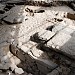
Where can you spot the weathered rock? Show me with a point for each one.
(42, 36)
(71, 16)
(64, 45)
(12, 17)
(19, 70)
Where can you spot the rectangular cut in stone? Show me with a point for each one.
(68, 31)
(45, 34)
(63, 43)
(59, 27)
(27, 46)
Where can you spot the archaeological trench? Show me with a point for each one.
(37, 37)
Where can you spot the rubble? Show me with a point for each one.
(37, 37)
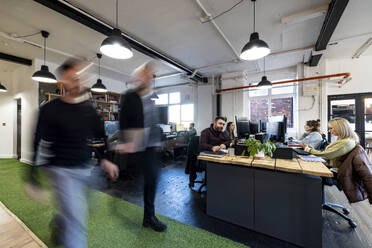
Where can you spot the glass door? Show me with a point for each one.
(357, 109)
(368, 121)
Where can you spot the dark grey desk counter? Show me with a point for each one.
(284, 205)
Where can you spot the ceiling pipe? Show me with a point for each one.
(237, 55)
(240, 61)
(345, 76)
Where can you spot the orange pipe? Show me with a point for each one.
(345, 75)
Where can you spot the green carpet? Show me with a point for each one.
(112, 222)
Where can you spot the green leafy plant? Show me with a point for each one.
(255, 146)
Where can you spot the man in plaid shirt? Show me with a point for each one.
(212, 138)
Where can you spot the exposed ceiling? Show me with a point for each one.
(174, 28)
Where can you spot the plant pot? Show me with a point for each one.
(260, 155)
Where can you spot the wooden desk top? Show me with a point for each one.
(97, 145)
(288, 165)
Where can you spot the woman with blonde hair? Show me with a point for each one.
(346, 141)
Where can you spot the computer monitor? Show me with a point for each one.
(272, 130)
(254, 127)
(166, 128)
(242, 127)
(111, 127)
(282, 127)
(263, 125)
(180, 127)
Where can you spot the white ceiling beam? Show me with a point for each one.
(305, 15)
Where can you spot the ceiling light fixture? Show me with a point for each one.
(255, 48)
(2, 88)
(43, 75)
(99, 87)
(264, 83)
(115, 46)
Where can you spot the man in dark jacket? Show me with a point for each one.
(61, 146)
(141, 138)
(212, 138)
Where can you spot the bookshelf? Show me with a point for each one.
(108, 103)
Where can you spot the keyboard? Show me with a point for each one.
(300, 151)
(218, 154)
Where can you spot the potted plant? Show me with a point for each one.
(258, 150)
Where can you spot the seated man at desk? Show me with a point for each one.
(212, 138)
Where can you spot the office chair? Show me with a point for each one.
(332, 206)
(193, 165)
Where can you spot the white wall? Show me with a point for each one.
(204, 109)
(7, 110)
(360, 83)
(21, 86)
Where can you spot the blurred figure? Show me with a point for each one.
(192, 130)
(60, 144)
(229, 132)
(141, 137)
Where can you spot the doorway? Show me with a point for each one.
(357, 109)
(19, 129)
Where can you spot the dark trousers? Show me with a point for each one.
(148, 161)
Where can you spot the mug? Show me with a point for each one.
(231, 151)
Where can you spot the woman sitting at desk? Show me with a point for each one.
(312, 136)
(229, 132)
(347, 139)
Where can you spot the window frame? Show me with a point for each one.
(270, 97)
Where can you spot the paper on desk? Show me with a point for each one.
(311, 158)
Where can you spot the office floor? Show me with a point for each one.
(175, 200)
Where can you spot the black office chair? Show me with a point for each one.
(193, 165)
(332, 207)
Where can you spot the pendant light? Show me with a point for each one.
(115, 46)
(2, 88)
(43, 75)
(99, 87)
(255, 48)
(264, 83)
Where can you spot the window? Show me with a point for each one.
(174, 98)
(177, 113)
(174, 114)
(272, 102)
(259, 109)
(283, 106)
(187, 114)
(163, 99)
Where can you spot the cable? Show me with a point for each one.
(224, 12)
(24, 36)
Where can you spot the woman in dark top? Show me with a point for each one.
(229, 131)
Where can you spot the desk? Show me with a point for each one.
(277, 197)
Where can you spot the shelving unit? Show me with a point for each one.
(108, 103)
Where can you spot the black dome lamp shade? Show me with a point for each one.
(255, 48)
(44, 75)
(2, 88)
(99, 87)
(115, 46)
(264, 83)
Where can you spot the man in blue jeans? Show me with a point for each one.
(141, 138)
(61, 145)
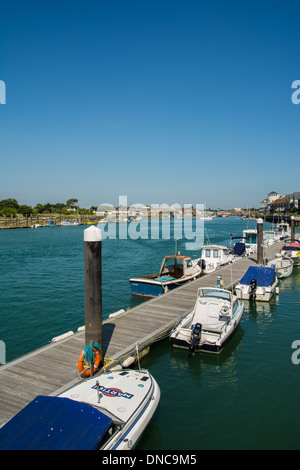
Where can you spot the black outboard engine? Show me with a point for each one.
(195, 338)
(252, 289)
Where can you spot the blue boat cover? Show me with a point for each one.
(54, 423)
(164, 278)
(264, 276)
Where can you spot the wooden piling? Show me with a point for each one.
(93, 285)
(292, 227)
(260, 235)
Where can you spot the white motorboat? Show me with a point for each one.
(106, 412)
(67, 223)
(214, 257)
(284, 230)
(291, 249)
(258, 283)
(283, 266)
(213, 320)
(250, 237)
(175, 271)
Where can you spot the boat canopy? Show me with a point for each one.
(264, 276)
(55, 423)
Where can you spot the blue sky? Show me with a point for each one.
(161, 101)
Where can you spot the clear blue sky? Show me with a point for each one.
(162, 101)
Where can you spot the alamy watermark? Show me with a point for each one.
(296, 94)
(153, 222)
(2, 92)
(2, 352)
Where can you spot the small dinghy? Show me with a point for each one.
(259, 283)
(283, 266)
(106, 412)
(213, 320)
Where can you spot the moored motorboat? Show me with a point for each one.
(283, 266)
(51, 223)
(175, 271)
(258, 283)
(67, 223)
(107, 412)
(291, 249)
(210, 324)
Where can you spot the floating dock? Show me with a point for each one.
(53, 368)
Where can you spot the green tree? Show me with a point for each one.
(12, 203)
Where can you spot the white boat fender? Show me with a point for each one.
(115, 314)
(128, 362)
(59, 338)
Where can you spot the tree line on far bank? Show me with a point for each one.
(11, 208)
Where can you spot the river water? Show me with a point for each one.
(246, 398)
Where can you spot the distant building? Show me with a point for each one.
(265, 204)
(278, 205)
(293, 201)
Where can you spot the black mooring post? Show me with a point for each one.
(93, 286)
(260, 237)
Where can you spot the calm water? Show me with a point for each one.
(247, 398)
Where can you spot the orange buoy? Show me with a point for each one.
(84, 366)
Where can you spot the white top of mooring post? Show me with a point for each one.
(92, 234)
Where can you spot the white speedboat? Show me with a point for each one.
(175, 271)
(67, 223)
(214, 318)
(214, 257)
(284, 230)
(258, 283)
(107, 412)
(250, 237)
(283, 266)
(291, 249)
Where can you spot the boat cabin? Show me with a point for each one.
(214, 256)
(176, 266)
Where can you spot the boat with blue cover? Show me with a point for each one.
(175, 271)
(258, 283)
(51, 223)
(211, 323)
(106, 412)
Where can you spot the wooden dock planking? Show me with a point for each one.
(52, 368)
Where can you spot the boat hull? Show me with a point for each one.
(151, 288)
(210, 341)
(263, 294)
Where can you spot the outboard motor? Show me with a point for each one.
(195, 338)
(252, 289)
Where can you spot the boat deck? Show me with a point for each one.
(53, 368)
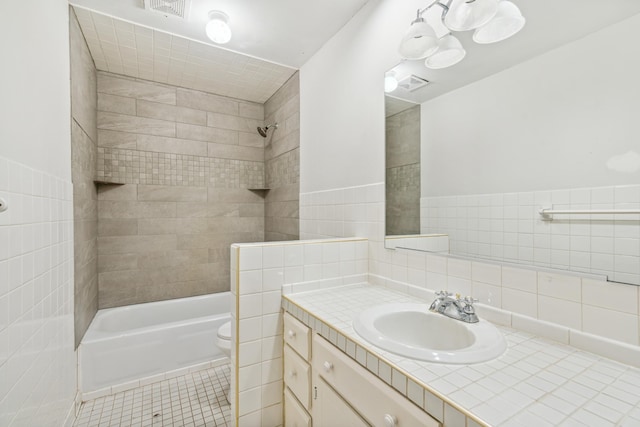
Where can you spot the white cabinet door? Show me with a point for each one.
(330, 410)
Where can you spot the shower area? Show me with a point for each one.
(174, 158)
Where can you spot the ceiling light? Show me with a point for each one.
(494, 20)
(467, 15)
(390, 82)
(507, 22)
(450, 52)
(419, 41)
(217, 28)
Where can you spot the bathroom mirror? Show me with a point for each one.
(546, 119)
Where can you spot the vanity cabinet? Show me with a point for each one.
(326, 388)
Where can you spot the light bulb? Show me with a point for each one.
(217, 28)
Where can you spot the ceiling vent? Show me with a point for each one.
(175, 8)
(412, 83)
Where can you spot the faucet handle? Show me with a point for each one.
(443, 294)
(470, 300)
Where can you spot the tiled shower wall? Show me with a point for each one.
(282, 163)
(37, 358)
(186, 160)
(84, 145)
(402, 162)
(508, 227)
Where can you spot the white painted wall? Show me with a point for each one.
(35, 105)
(552, 122)
(342, 101)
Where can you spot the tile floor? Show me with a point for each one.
(193, 400)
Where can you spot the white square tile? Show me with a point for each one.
(520, 279)
(250, 282)
(610, 324)
(520, 302)
(293, 255)
(560, 311)
(614, 296)
(560, 286)
(312, 253)
(272, 256)
(250, 258)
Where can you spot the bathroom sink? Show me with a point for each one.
(412, 331)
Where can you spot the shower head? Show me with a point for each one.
(263, 131)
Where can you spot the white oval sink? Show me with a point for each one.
(412, 331)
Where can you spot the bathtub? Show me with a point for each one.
(127, 344)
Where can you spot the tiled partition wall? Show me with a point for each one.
(37, 358)
(84, 146)
(187, 160)
(261, 271)
(508, 227)
(282, 163)
(587, 305)
(402, 162)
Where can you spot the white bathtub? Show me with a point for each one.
(126, 344)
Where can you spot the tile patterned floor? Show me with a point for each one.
(192, 400)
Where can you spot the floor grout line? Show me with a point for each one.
(196, 399)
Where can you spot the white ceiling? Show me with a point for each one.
(550, 24)
(271, 39)
(287, 32)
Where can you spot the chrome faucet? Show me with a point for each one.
(456, 308)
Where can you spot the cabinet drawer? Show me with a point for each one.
(297, 335)
(297, 375)
(349, 379)
(294, 415)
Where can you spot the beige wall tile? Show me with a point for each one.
(117, 262)
(207, 102)
(224, 151)
(157, 110)
(204, 210)
(117, 85)
(117, 227)
(225, 121)
(155, 260)
(130, 209)
(122, 122)
(118, 192)
(207, 134)
(83, 78)
(251, 139)
(116, 104)
(166, 193)
(233, 195)
(251, 110)
(116, 139)
(284, 145)
(171, 145)
(135, 244)
(157, 226)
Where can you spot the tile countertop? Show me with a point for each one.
(536, 382)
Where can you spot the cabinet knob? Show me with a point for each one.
(390, 420)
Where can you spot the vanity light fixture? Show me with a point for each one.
(492, 20)
(217, 28)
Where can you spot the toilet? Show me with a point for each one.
(224, 343)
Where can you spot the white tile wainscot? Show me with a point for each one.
(536, 382)
(259, 272)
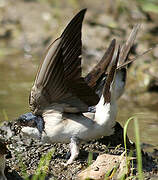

> **Exercise details**: With all pictures omitted, return the lines from the line containing "Where can you spot the bathtub?" through the closing line of the listing above, exactly and inclusive.

> **Exercise response**:
Where can you spot the bathtub? Show me with a point for each one.
(127, 344)
Where can you spot the tiled partition wall? Show me with a point for each one.
(37, 358)
(84, 146)
(187, 160)
(261, 271)
(508, 227)
(282, 163)
(587, 305)
(402, 162)
Where can you spot the white bathtub? Show me with a point for each one.
(126, 344)
Where can you spot the tile patterned floor? Show me with a point for each one.
(192, 400)
Where can you spot the floor grout line? Show me with a point for each one.
(196, 399)
Where can you spot the white ceiling? Show me with a point for each one.
(550, 24)
(271, 39)
(287, 32)
Where can you spot the chrome faucet? Show me with a point for each one.
(456, 308)
Where can you spot the cabinet drawer? Show me with a point for each one.
(297, 335)
(297, 375)
(349, 379)
(294, 415)
Where can you spot the beige wall tile? Show me with a point for each one.
(117, 262)
(207, 102)
(224, 151)
(157, 110)
(204, 210)
(117, 85)
(117, 227)
(225, 121)
(155, 260)
(130, 209)
(122, 122)
(118, 192)
(207, 134)
(83, 78)
(251, 139)
(116, 104)
(166, 193)
(233, 195)
(251, 110)
(116, 139)
(284, 145)
(171, 145)
(135, 244)
(157, 226)
Where can you spot the tile countertop? Show me with a point for each one.
(536, 382)
Where can you spot the cabinet knob? Show me with a point for each one.
(390, 420)
Where can you spot the vanity light fixture? Show me with a point for each one.
(492, 20)
(217, 28)
Where can you spot the toilet? Show me with a point for each one.
(224, 343)
Where can you spot the white tile wainscot? Show me with a point for each one.
(536, 382)
(259, 272)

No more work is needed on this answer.